======== Records provided

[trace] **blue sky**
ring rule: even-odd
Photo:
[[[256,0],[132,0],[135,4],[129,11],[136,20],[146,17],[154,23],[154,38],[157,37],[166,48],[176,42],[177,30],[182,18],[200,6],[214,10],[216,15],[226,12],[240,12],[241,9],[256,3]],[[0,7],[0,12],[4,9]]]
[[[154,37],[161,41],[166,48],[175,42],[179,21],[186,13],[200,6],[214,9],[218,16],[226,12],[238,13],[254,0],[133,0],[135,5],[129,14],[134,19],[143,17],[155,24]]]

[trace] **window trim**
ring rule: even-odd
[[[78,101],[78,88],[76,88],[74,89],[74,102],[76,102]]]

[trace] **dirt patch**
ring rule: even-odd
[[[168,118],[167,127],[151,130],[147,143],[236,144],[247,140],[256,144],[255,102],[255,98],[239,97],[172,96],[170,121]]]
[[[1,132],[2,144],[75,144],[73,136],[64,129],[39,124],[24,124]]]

================
======== Records provided

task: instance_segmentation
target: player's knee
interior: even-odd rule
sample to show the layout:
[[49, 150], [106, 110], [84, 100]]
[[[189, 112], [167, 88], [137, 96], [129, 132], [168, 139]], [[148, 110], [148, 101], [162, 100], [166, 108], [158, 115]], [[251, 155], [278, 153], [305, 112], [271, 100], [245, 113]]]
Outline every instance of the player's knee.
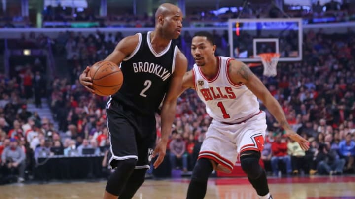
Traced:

================
======== Records provided

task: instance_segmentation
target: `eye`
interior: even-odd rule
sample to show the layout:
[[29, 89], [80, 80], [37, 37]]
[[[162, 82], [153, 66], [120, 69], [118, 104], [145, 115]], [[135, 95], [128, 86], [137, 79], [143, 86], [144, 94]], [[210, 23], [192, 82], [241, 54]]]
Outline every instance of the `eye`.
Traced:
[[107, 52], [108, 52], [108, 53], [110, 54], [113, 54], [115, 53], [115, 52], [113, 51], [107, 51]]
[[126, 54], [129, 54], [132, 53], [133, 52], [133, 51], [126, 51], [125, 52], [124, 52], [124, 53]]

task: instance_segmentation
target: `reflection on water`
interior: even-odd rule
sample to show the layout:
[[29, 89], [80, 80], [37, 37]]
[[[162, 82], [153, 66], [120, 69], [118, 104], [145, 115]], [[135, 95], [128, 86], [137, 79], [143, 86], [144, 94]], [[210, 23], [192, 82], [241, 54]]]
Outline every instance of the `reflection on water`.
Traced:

================

§ **Short exercise**:
Format the material as a Markdown table with the columns Row and Line, starting at the line containing "[trace] **blue sky**" and ending at the line containing "[[[1,132],[2,144],[75,144],[73,136],[64,129],[39,124],[24,124]]]", with both of those lines included. Number each row and omit blank lines.

§ **Expected answer**:
| Row | Line |
|---|---|
| 1 | [trace] **blue sky** |
| 2 | ring rule: even-odd |
| 3 | Photo: |
| 4 | [[[256,0],[132,0],[135,4],[129,11],[136,20],[146,17],[154,23],[154,38],[157,37],[166,48],[176,42],[177,30],[182,18],[200,6],[214,10],[216,15],[226,12],[240,12],[241,9],[256,3]],[[0,7],[0,12],[4,9]]] |
| 5 | [[[154,37],[161,41],[166,48],[175,42],[179,21],[186,13],[200,6],[214,9],[218,16],[226,12],[238,13],[254,0],[133,0],[135,5],[129,14],[134,19],[143,17],[155,24]]] |
| 6 | [trace] **window trim** |
| 7 | ring rule: even-odd |
| 8 | [[[78,101],[78,88],[76,88],[74,89],[74,102],[76,102]]] |
| 9 | [trace] **dirt patch** |
| 10 | ring rule: even-odd |
| 11 | [[[168,118],[167,127],[151,130],[147,143],[236,144],[247,140],[256,144],[255,102],[255,98],[239,97],[172,96],[170,121]]] |
| 12 | [[[1,132],[2,144],[75,144],[73,136],[64,129],[39,124],[24,124]]] |